- _Text shown_
::::::::

Flood Levy & Super Benefits
The Flood Levy applies only to the 2011/12 financial year and will be in addition to the Medicare levies. The levy is really the temporary flood and cyclone reconstruction levy.
The levy applies to each individual taxpayer who has a taxable income of $50,001 or more. For taxable incomes greater than $50,001 but less than $100,001 the rate of the levy is 50c per $100 of taxable income above $50,001.
For taxable incomes greater than $100,001 the levy will be $250 plus $1 for each $100 of taxable income over $100,000.
An individual who was directly affected by the flood and cyclones of earlier this year, will be exempted from the levy if they lodge a levy exemption form.
To the extent super benefits – whether lump sum or pension – are counted as taxable income, the levy may apply.
PAYG rates in respect of super benefits will be affected by the Flood Levy (like the basic medicare levy). The final liability to the flood levy will be determined once the individual’s tax return is lodged.
Summary – lump sum benefit paid from an SMSF
Payment made before preservation age
- Tax free portion - No PAYG and no Flood Levy
- Taxable portion - PAYG at 21.5% plus Flood Levy
Payment made between preservation age and age 60
- Tax free portion – No PAYG and no Flood Levy
- Taxable portion up to low rate cap - No PAYG but Flood Levy
- Taxable portion above low rate cap - PAYG at 16.5% plus Flood Levy
Payment made on or after age 60
- Tax free portion – No PAYG and no Flood Levy
- Taxable portion – No PAYG and no Flood Levy
Summary – pension benefits paid from an SMSF
Pension payments made before preservation age
- Tax free portion - No PAYG and no Flood Levy
- Taxable portion - PAYG at normal periodic rates plus Flood Levy
Pension payments made between preservation age and age 60
- Tax free portion – No PAYG and no Flood Levy
- Taxable portion - PAYG at normal periodic rates (with allowance for 15% rebate) plus Flood Levy
Pension payments made on or after age 60
- Tax free portion – No PAYG and no Flood Levy
- Taxable portion – No PAYG and no Flood Levy
The main points are:
- Lump sum super benefits which are not taxed due to the low rate cap (which is $165,000 for 2011/12) will still give rise to a Flood Levy liability
- Pension and lump sum super benefits received after age 60 are not subject to the Flood Levy
Example - Lump sum super benefit received in the period from preservation age but before age 60.

::::::::

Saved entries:
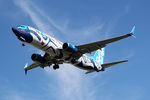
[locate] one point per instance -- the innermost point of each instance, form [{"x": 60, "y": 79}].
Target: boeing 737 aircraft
[{"x": 57, "y": 52}]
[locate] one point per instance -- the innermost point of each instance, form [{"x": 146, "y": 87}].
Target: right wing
[
  {"x": 34, "y": 65},
  {"x": 88, "y": 48}
]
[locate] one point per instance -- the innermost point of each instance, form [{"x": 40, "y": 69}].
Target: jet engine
[
  {"x": 37, "y": 58},
  {"x": 70, "y": 47}
]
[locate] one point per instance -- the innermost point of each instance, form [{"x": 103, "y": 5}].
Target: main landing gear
[{"x": 56, "y": 66}]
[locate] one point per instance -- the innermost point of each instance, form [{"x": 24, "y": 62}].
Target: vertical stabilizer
[{"x": 99, "y": 56}]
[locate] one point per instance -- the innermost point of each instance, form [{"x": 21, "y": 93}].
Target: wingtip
[{"x": 133, "y": 30}]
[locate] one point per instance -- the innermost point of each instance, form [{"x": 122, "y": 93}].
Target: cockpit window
[{"x": 22, "y": 26}]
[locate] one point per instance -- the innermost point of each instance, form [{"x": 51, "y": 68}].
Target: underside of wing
[
  {"x": 112, "y": 64},
  {"x": 87, "y": 48},
  {"x": 34, "y": 65}
]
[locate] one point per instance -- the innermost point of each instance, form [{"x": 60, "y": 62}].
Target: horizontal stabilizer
[{"x": 113, "y": 63}]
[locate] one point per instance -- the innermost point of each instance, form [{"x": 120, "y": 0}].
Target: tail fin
[{"x": 99, "y": 56}]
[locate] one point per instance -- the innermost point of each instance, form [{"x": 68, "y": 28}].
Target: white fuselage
[{"x": 52, "y": 46}]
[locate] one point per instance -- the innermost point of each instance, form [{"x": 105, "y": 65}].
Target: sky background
[{"x": 78, "y": 22}]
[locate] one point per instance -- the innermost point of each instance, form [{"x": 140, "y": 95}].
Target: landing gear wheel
[{"x": 55, "y": 67}]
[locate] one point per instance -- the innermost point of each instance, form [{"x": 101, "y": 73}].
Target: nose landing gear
[{"x": 56, "y": 66}]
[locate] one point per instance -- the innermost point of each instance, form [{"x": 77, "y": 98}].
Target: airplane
[{"x": 57, "y": 53}]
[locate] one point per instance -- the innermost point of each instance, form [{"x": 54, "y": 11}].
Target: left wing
[
  {"x": 87, "y": 48},
  {"x": 112, "y": 64},
  {"x": 106, "y": 65}
]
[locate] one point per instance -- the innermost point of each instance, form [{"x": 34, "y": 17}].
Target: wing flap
[
  {"x": 34, "y": 65},
  {"x": 113, "y": 63},
  {"x": 87, "y": 48}
]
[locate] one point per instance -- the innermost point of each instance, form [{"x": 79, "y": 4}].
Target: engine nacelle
[
  {"x": 37, "y": 58},
  {"x": 70, "y": 48}
]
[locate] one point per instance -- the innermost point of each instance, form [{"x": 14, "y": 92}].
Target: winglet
[
  {"x": 25, "y": 68},
  {"x": 133, "y": 31}
]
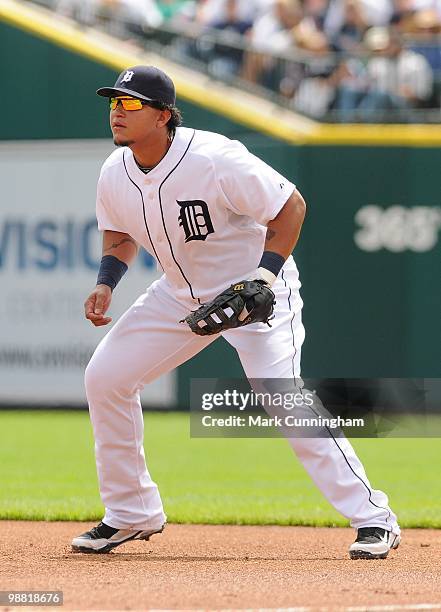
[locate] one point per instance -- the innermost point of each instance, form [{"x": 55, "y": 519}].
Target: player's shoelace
[
  {"x": 101, "y": 531},
  {"x": 370, "y": 534}
]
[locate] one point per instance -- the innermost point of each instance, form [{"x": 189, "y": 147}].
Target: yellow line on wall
[{"x": 261, "y": 116}]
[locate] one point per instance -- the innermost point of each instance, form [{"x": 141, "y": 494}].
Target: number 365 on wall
[{"x": 397, "y": 228}]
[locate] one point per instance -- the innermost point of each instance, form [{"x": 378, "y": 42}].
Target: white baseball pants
[{"x": 148, "y": 341}]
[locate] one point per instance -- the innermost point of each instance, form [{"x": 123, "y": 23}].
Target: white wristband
[{"x": 264, "y": 274}]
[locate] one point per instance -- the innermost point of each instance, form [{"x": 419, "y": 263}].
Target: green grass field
[{"x": 47, "y": 472}]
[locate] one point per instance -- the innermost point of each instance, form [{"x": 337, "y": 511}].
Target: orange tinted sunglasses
[{"x": 127, "y": 103}]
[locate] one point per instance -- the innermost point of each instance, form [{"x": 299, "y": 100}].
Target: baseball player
[{"x": 222, "y": 225}]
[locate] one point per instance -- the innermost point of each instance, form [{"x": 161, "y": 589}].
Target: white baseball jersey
[{"x": 201, "y": 212}]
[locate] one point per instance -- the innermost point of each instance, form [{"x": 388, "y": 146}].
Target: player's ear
[{"x": 163, "y": 118}]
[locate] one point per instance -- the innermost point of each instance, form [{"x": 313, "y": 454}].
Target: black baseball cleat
[
  {"x": 102, "y": 538},
  {"x": 373, "y": 543}
]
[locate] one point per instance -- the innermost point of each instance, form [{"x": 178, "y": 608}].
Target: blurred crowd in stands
[{"x": 358, "y": 58}]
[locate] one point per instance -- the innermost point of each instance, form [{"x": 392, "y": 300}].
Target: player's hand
[{"x": 97, "y": 304}]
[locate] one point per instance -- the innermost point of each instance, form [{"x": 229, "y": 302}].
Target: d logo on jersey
[{"x": 195, "y": 220}]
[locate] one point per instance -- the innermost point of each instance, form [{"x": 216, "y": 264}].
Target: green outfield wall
[{"x": 369, "y": 255}]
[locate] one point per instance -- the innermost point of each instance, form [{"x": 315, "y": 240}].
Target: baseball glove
[{"x": 241, "y": 304}]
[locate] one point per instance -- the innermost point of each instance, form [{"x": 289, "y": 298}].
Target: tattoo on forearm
[{"x": 115, "y": 245}]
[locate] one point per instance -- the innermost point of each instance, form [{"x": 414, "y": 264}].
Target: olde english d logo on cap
[{"x": 128, "y": 76}]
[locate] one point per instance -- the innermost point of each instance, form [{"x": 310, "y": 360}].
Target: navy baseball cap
[{"x": 144, "y": 82}]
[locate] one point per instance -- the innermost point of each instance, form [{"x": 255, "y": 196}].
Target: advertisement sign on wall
[{"x": 50, "y": 251}]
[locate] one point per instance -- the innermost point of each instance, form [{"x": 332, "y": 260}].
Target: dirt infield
[{"x": 219, "y": 567}]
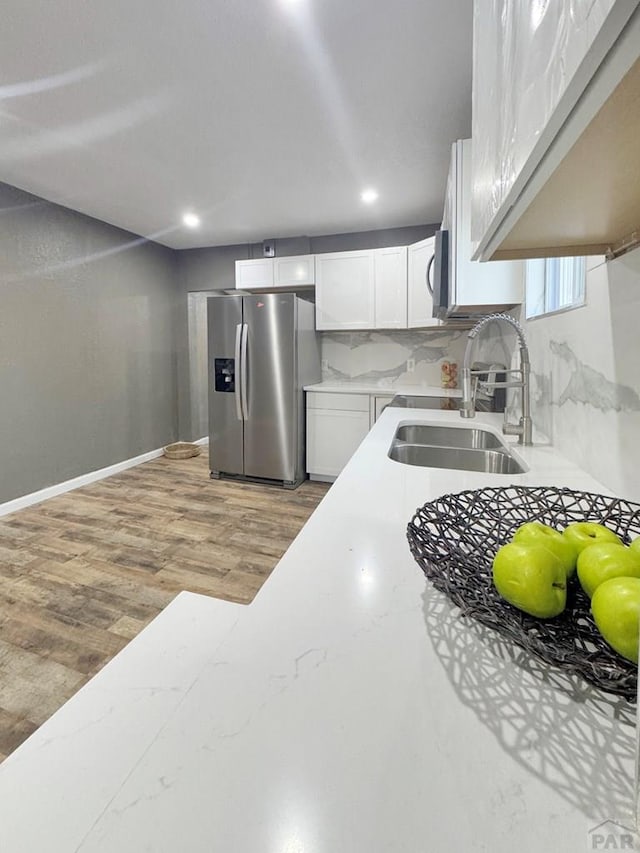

::::::::

- _Tasks to perform_
(a) Check each statement against the flood levy text and answer yes or no, quoting the words that decide it: (i) the Flood Levy applies only to the 2011/12 financial year; (ii) pension and lump sum super benefits received after age 60 are subject to the Flood Levy; (iii) an individual directly affected by the flood and cyclones is exempted from the levy without lodging any form.
(b) Write the next part of the flood levy text, picking up after its last line.
The items come from a separate source.

- _Outputs in order_
(a)
(i) Yes: "The Flood Levy applies only to the 2011/12 financial year"
(ii) No: "Pension and lump sum super benefits received after age 60 are not subject to the Flood Levy"
(iii) No: "will be exempted from the levy if they lodge a levy exemption form"

(b)
Heather is a member of an SMSF. Her lump sum super benefit is $200,000 of which $20,000 constitutes a tax free component. The balance ($180,000) will be taxable component The benefit is paid during the 2011/12 financial year.
The PAYG to be withheld by the trustee from the lump sum super benefit is calculated below.
Tax free component | $20,000 |
No PAYG | No Flood Levy |
Taxable component – within low rate cap | $165,000 | No PAYG | Plus Flood Levy |
Taxable component – excess above low rate cap |
$15,000 | PAYG at 16.5% | Plus Flood Levy |
To determine the PAYG amount to be withheld by the trustee from the superannuation lump sum, it must first be converted to an equivalent weekly amount and the flood levy calculation formula applied. This amount is then rounded to the nearest whole dollar amount and then annualised.
The equivalent weekly amount will be $3,461.99 ($180,000 divided by 52 and rounded up to 99 cents)
The flood formula is:
$3,461.99 x .01 less 14.4231
Which gives $20 (rounded to nearest whole dollar amount).
The annualised amount of the levy will be $1040 ($20 x 52).
The total PAYG to be withheld will be $3,515 (ie 16.5% of $15,000 and $1,040).